THE REQUEST – Rewrite the stretch of records from the line containing "Point to the overhead" through the line containing "(1075, 134)", with every request line included. Add -51 to each coordinate in the answer points, and leave the requests and their format samples unchanged.

##########

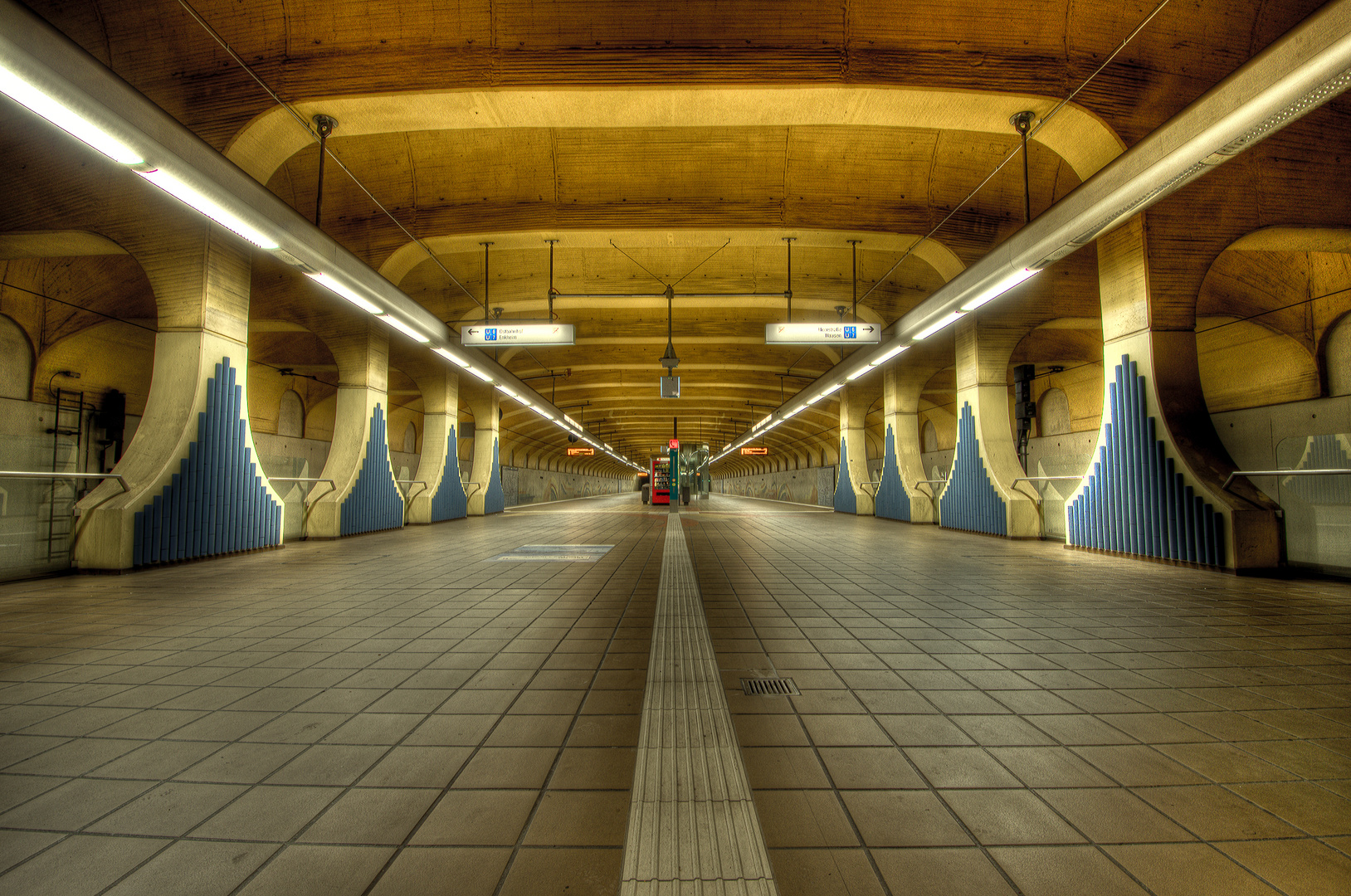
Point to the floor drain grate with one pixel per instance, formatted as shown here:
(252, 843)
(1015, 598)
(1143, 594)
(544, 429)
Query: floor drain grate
(769, 687)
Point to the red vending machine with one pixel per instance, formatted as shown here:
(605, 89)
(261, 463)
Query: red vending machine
(661, 480)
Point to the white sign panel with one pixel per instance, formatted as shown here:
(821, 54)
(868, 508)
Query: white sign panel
(516, 334)
(823, 333)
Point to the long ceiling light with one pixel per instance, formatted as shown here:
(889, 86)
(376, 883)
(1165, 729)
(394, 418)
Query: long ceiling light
(1301, 71)
(56, 79)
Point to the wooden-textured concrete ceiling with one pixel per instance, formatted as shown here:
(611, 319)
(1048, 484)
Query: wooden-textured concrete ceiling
(830, 178)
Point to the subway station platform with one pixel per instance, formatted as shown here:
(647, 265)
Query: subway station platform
(404, 713)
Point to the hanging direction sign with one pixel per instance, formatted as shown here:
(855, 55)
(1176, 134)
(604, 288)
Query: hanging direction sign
(516, 334)
(823, 333)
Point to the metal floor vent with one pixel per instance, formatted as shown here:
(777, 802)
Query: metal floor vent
(769, 687)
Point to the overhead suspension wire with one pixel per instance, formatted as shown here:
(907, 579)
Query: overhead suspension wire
(318, 138)
(1017, 149)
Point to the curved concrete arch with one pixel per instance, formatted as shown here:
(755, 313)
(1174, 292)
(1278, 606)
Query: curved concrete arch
(1075, 134)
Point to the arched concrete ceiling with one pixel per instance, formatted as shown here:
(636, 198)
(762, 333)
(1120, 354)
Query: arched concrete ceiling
(671, 127)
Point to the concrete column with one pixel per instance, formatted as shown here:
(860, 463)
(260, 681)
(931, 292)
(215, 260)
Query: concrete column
(850, 495)
(1155, 485)
(193, 485)
(445, 495)
(899, 498)
(365, 496)
(485, 470)
(980, 495)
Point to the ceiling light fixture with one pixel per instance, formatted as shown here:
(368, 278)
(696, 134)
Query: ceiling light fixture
(189, 195)
(73, 124)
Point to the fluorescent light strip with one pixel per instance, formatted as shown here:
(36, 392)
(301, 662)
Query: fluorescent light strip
(188, 193)
(886, 357)
(1000, 288)
(32, 98)
(934, 328)
(404, 329)
(346, 292)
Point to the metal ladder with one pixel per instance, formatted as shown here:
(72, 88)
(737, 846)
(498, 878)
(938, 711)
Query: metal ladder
(68, 423)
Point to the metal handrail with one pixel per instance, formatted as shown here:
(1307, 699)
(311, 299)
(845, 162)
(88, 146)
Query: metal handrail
(410, 496)
(929, 483)
(310, 499)
(1043, 479)
(1230, 479)
(30, 475)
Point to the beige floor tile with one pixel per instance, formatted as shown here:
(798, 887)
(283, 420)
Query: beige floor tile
(783, 768)
(1187, 869)
(73, 757)
(612, 703)
(495, 768)
(1304, 758)
(198, 868)
(266, 812)
(451, 730)
(903, 818)
(580, 818)
(242, 762)
(1307, 806)
(869, 768)
(549, 702)
(845, 730)
(329, 764)
(811, 872)
(606, 730)
(940, 872)
(73, 805)
(1049, 767)
(319, 870)
(595, 769)
(1002, 730)
(79, 865)
(769, 730)
(17, 846)
(1000, 818)
(477, 818)
(369, 816)
(1300, 868)
(1138, 765)
(959, 767)
(1224, 762)
(1065, 870)
(170, 810)
(443, 870)
(923, 730)
(563, 872)
(159, 760)
(1213, 812)
(1114, 816)
(417, 767)
(802, 819)
(21, 788)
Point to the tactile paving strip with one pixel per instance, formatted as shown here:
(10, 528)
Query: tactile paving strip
(692, 823)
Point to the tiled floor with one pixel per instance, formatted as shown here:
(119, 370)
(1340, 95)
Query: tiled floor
(385, 713)
(391, 713)
(991, 717)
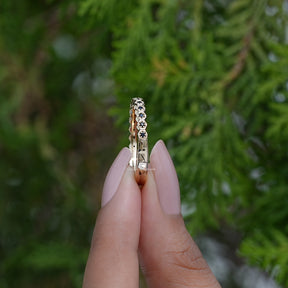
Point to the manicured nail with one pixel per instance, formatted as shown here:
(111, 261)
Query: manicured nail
(166, 179)
(115, 175)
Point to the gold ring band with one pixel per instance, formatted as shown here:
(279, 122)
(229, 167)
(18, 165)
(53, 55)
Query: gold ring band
(138, 140)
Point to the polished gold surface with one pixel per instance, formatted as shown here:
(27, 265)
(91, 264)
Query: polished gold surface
(138, 140)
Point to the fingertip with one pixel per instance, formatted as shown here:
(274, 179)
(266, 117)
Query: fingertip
(115, 175)
(166, 179)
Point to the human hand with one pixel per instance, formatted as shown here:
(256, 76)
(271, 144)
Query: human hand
(144, 228)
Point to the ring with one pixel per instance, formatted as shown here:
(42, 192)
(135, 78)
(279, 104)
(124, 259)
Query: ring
(138, 140)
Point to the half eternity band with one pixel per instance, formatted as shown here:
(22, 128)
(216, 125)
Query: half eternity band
(138, 140)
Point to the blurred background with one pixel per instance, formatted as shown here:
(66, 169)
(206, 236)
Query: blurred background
(214, 76)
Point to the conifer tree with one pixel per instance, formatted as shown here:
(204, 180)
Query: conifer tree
(214, 76)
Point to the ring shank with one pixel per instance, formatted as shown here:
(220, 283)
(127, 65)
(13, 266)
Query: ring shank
(138, 140)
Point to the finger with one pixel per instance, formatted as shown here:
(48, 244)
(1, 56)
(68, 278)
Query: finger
(113, 258)
(169, 257)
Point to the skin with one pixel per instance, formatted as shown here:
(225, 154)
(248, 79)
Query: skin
(144, 228)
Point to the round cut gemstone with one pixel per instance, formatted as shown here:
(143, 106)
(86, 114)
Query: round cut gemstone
(142, 124)
(142, 134)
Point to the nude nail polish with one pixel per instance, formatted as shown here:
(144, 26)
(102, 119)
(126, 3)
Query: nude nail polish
(166, 179)
(115, 175)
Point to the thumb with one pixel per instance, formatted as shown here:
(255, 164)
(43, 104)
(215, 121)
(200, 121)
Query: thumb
(113, 258)
(169, 257)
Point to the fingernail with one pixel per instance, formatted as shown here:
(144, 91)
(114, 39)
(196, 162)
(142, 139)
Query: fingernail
(115, 175)
(166, 179)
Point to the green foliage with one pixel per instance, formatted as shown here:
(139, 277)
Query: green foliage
(51, 147)
(270, 254)
(214, 77)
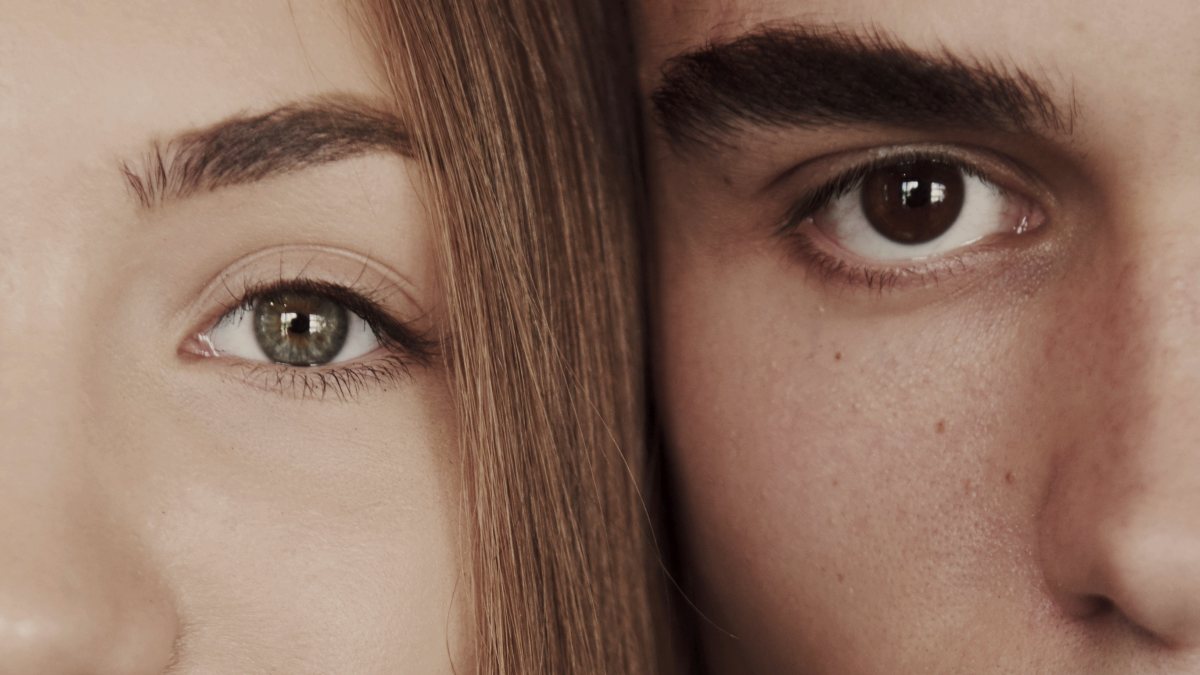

##########

WRITTEN REPLY –
Point to the overhead suspension wire with one pixel per instance, formatted as shown here:
(907, 579)
Query: overhead suspension wire
(267, 87)
(966, 98)
Point to the curved concrete arch with one pixel per instance, formatted as shown here:
(755, 313)
(1174, 292)
(1278, 606)
Query: curved concrete arch
(1024, 83)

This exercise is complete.